— Consignes —
1. Recopiez, dans le texte sur la saison d'opéra, le passage allant de "Avec Elina Garança, Piotr" jusqu'à "Slávka Zámečníková (B)" inclus.
2. D'après le texte sur la saison d'opéra, qui signe la mise en scène de Don Giovanni ?
3. Reprenez le texte sur la saison d'opéra là où il s'arrête et écrivez la suite.

— Texte de la page —
/---

Septembre 2022/Avril 2023
Georges Bizet
Carmen
8 repr. : 4 repr. du 6 au 15 sept 2022(A) et 4 repr. du 19 au 28 avril 2023  (B)
(Dir : Yves Abel(A) Alexander Soddy (B)/MeS : Calixto Bieito)
Avec Elina Garança, Piotr Beczala, Roberto Tagliavini, Slávka Zámečníková (A)
Eve-Maud Hubeaux, David Butt Philip, Erwin Schrott, Slávka Zámečníková (B)

Ouverture de saison et mois de septembre construit pour attirer le public : Carmen avec Garança et Beczala, c’est évidemment très attirant d’autant que Tagliavini est excellent, et que Slávka Zámečníková sera sans doute une excellente Micaela.
La reprise d’avril est intéressante à cause des voix nouvelles (Eve-Maud Hubeaux en Carmen, et David Butt Philip qu’on va voir assez souvent dans la saison en Don José). Pour Erwin Schrott, c’est moins convaincant.
Yves Abel est un chef solide et bien connu à Vienne (mais dans un autre répertoire) et Soddy pour la reprise devrait intéresser.

Septembre/Décembre 2022
Mozart
Die Zauberflöte
9 repr. : 4 repr. du 7 au 16 sept 2022(A) et 5 repr. du 7 au 19 déc. 2022  (B)
(Dir : Bertrand de Billy(A) Alexander Soddy (B)/MeS : Patrice Caurier-Moshe Leiser)
Avec Günther Groissböck, Pavel Petrov, Golda Schultz, Kathrin Lewek etc.. (A)
Franz-Josef Selig, Sebastian Kohlhepp, Erin Morley, Brenda Rae etc… (B)
Pour la distribution, sans doute mieux vaut la distribution B (décembre) avec Selig et le jeune Sebastien Kohlhepp, excellent ténor.

Septembre 2022/Janvier-Février 2023
Mozart
Don Giovanni
9 repr. : 5 repr. du 17 au 28 sept 2022(A) et 4 repr. du 29 janv. au 6 fév. 2023  (B)
Dir : Philippe Jordan(A) Antonello Manacorda(B)/ MeS : Barrie Kosky
Avec Kyle Ketelsen, Philippe Sly, Hanna Elisabeth Müller, Pavol Breslik, Tara Erraught, Ain Anger (A)
Kyle Ketelsen, Philippe Sly, Eleonora Buratto, Dmitry Korchak, Kate Lindsey,  Ain Anger (B)
Une production que j’ai beaucoup aimée, et des deux distributions, sans doute faut-il conseiller celle de septembre (A), dirigée par Philippe Jordan avec l’essentiel du cast de la création en décembre 2021. La distribution B garde le couple phénoménal Ketelsen/Sly, mais en fosse, je ne suis jamais convaincu par Antonello Manacorda.

\---

— Enregistrements affichés —

/---

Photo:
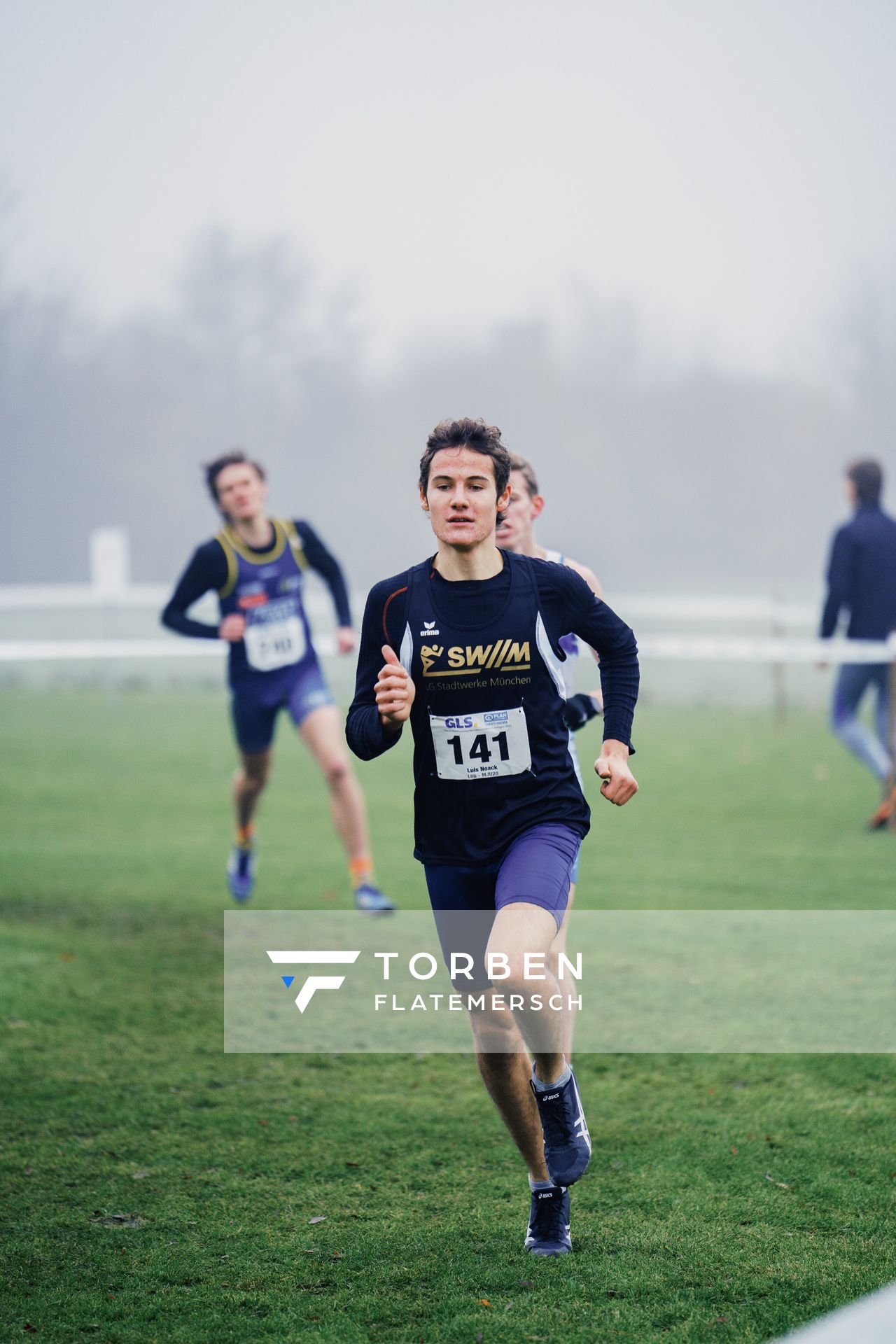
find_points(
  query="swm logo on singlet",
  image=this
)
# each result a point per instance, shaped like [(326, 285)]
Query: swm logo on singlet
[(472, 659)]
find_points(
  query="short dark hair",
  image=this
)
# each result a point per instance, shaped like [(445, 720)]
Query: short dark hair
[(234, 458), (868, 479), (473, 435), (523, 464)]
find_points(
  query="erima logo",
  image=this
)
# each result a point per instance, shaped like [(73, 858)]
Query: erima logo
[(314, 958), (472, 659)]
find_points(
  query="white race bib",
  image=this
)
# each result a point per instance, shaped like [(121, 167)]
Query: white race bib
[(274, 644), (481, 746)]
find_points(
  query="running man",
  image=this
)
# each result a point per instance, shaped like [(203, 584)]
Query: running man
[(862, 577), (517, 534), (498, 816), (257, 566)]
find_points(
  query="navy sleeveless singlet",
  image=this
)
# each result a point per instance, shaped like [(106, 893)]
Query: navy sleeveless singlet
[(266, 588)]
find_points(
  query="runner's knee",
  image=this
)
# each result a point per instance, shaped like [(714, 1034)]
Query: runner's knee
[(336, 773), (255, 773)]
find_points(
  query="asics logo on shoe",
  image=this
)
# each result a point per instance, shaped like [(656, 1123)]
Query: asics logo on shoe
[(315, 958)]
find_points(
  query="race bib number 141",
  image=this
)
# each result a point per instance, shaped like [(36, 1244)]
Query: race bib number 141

\---
/---

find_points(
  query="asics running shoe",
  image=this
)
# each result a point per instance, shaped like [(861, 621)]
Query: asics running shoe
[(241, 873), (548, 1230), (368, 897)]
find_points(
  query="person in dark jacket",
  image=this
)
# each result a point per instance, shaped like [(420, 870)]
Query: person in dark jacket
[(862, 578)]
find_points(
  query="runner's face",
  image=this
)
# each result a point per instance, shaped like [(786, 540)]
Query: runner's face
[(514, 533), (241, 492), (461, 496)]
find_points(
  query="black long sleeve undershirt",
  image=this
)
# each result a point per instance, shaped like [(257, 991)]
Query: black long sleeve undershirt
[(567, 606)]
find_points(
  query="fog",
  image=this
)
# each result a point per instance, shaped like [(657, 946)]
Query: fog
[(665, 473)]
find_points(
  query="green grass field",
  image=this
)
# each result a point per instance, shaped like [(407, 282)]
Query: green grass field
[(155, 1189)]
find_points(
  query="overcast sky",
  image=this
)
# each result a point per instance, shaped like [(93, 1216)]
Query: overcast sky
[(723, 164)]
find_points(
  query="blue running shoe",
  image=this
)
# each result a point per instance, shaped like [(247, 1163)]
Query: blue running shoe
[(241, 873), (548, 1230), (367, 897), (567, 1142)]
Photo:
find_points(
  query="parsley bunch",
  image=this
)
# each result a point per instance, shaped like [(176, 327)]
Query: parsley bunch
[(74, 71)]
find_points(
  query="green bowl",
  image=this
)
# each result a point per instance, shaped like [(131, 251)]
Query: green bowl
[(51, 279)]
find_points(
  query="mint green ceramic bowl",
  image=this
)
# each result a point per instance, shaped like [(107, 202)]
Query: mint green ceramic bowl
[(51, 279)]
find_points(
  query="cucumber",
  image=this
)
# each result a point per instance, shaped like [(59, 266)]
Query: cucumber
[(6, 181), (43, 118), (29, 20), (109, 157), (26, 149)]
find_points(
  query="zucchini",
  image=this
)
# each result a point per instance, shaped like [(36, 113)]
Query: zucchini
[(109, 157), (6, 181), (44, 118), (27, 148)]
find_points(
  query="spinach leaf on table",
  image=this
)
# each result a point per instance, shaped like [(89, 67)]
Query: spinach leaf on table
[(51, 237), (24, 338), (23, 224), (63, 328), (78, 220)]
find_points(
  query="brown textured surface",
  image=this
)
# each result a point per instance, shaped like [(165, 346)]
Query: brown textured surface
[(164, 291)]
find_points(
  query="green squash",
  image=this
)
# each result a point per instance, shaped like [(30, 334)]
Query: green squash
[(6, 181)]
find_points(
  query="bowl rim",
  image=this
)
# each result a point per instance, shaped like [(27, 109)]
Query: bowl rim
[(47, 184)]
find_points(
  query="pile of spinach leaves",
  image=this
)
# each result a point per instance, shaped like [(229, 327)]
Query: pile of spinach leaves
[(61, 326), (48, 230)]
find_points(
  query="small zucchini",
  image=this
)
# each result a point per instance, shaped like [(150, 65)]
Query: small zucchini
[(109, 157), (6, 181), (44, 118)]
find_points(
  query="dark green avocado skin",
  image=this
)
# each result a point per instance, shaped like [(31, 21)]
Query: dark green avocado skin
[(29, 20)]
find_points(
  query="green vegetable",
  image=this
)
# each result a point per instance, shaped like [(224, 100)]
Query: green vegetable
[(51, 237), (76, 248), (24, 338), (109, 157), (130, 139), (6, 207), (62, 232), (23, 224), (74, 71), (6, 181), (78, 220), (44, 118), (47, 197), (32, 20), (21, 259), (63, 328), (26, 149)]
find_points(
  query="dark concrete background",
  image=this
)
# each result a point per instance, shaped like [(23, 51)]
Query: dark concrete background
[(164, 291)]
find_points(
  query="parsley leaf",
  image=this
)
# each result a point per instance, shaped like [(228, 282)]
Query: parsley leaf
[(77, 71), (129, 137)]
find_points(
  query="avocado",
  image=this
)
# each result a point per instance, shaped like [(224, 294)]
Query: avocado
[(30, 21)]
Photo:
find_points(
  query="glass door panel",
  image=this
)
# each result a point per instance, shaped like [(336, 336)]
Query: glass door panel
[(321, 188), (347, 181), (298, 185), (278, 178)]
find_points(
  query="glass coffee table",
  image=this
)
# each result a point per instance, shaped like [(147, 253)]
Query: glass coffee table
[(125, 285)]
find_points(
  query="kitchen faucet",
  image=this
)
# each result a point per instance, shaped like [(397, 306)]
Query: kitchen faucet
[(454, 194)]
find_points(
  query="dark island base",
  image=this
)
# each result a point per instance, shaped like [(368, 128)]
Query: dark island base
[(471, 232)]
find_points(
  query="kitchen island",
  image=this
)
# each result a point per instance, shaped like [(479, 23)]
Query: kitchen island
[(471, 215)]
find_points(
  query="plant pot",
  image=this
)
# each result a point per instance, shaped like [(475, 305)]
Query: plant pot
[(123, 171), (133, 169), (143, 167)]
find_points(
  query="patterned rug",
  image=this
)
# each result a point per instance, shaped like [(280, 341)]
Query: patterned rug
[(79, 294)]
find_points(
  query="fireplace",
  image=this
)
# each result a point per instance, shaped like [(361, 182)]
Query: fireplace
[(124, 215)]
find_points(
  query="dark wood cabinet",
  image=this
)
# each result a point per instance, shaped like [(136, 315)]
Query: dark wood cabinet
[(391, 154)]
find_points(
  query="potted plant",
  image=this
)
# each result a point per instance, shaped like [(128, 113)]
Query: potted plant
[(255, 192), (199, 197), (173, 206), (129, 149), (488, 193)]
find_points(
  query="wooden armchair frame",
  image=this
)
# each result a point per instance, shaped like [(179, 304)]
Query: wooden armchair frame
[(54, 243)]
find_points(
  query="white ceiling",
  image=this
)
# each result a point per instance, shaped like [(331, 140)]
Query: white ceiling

\---
/---

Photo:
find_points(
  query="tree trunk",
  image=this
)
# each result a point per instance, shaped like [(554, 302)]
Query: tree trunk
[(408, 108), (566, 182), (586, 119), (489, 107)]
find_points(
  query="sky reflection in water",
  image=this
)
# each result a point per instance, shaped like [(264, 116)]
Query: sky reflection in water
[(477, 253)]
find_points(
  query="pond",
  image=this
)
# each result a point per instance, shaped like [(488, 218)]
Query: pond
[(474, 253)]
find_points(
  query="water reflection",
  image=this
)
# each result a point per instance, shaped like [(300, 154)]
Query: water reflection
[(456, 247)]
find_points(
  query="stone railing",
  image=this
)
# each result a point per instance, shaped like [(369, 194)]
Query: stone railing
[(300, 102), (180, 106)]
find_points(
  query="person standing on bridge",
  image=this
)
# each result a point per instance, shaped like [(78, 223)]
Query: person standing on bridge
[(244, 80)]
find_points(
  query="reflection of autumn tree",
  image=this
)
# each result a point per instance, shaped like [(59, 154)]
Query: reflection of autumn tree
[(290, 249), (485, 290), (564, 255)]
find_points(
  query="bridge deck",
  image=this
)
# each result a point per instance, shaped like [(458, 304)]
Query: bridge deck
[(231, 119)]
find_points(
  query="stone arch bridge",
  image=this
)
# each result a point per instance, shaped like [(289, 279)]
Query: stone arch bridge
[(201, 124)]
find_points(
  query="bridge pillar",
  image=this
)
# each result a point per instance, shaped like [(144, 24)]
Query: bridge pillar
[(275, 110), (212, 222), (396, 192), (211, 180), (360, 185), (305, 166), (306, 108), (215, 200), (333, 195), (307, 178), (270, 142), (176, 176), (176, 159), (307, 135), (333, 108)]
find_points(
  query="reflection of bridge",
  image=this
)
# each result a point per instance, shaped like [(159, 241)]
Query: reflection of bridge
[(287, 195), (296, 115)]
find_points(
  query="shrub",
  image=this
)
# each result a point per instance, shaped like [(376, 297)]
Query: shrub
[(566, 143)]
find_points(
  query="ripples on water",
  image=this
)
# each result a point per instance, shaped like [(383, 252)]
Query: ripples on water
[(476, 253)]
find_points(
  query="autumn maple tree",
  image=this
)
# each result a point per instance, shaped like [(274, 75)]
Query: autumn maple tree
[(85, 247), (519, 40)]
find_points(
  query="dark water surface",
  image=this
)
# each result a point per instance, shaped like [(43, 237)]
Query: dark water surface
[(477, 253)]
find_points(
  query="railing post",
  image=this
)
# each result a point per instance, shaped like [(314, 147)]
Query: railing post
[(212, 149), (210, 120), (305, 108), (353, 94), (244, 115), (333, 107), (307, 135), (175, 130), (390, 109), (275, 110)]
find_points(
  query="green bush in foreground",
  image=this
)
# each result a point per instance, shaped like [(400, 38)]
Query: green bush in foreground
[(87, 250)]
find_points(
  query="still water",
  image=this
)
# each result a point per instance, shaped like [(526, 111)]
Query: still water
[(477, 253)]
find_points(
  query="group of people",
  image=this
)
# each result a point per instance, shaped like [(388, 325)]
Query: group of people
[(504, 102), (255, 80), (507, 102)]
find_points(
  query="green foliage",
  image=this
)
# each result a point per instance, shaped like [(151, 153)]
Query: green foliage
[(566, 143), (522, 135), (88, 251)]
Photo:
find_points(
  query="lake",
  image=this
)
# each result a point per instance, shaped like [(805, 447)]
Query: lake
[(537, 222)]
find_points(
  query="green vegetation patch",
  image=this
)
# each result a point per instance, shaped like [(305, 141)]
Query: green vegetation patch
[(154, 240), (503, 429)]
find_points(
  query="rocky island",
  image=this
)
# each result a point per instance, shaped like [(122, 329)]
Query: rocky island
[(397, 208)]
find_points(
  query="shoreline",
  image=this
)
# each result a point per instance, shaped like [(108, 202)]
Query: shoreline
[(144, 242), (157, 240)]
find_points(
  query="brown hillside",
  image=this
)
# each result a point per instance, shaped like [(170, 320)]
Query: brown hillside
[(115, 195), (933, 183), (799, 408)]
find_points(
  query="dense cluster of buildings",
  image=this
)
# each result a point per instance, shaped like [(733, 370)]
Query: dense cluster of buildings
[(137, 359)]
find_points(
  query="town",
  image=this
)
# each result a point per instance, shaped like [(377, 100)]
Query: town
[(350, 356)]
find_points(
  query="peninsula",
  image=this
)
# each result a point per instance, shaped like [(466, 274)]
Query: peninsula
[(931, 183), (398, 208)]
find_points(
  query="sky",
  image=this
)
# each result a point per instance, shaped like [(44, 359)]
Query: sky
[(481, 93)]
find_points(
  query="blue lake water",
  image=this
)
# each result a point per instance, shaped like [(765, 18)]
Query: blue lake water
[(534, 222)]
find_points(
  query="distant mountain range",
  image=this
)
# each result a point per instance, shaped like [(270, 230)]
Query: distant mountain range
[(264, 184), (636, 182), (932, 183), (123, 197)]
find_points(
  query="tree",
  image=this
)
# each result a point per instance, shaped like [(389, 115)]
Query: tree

\---

— Réponses attendues —
1.
Avec Elina Garança, Piotr Beczala, Roberto Tagliavini, Slávka Zámečníková (A)
Eve-Maud Hubeaux, David Butt Philip, Erwin Schrott, Slávka Zámečníková (B)

2. Barrie Kosky.

3.
Septembre 2022/Janvier 2023
Rossini
Il barbiere di Siviglia
9 repr. : 4 repr. du 22 au 30 sept 2022(A) et 5 repr. du 3 au 15 janv. 2023  (B)
(Dir : Giacomo Sagripanti (A)/ Michele Mariotti (B) ; MeS : Herbert Fritsch)
Avec Levy Sekgapane, Vasilisa Berzhanskaya, Paolo Bordogna, Marco Caria etc…(A)
Alasdair Kent, Patricia Nolz, Paolo Bordogna, Boris Pinkhasovich etc…(B)
Distribution A absolument « rossinienne » avec une Berzhanskaya fabuleuse Rosine découverte par l’Opéra de Rome que celui de Vienne semble s’être assuré pour beaucoup de représentations. Distribution B moins « idiomatique », même avec de bons chanteurs, (Rossini demande vraiment des chanteurs rompus à l’exercice…) mais en fosse Michele Mariotti est la garantie rossinienne, bien plus que Bisanti (A)… Choix difficile, mais si vous avez à choisir, plutôt d’autant que le mois (avec La Juive et Carmen et le reste) vous garantit un petit Festival d’opéra particulièrement séduisant.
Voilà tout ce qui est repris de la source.